[Position identification records]
---------------

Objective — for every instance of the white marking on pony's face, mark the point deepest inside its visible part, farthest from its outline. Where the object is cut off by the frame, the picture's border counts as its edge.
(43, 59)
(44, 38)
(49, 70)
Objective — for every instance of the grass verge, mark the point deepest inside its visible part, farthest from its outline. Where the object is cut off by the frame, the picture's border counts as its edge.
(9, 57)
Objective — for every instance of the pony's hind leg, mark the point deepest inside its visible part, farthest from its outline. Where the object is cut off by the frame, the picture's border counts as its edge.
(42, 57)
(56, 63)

---------------

Please revise all of the items above, replacing "outline" with "boundary" wherever it occurs and leaving everything else unchanged.

Objective — for every instance of the white marking on pony's face, mark the point deepest inside its visible part, farthest from its boundary. Where the object is cut off by the frame, the picture's border counts as its edge.
(43, 59)
(44, 38)
(49, 70)
Objective — for every instance of the grass verge, mark the point deepest inside its visible part, farthest from its boundary. Where the object is cut off by the frame, the picture's border counts as its edge.
(9, 57)
Objective — for every instance of the pony's hind leg, mark the point deepest inside its visible part, farthest from its boundary. Where the object is cut off by the frame, the picture's border counts as its edge.
(42, 57)
(56, 63)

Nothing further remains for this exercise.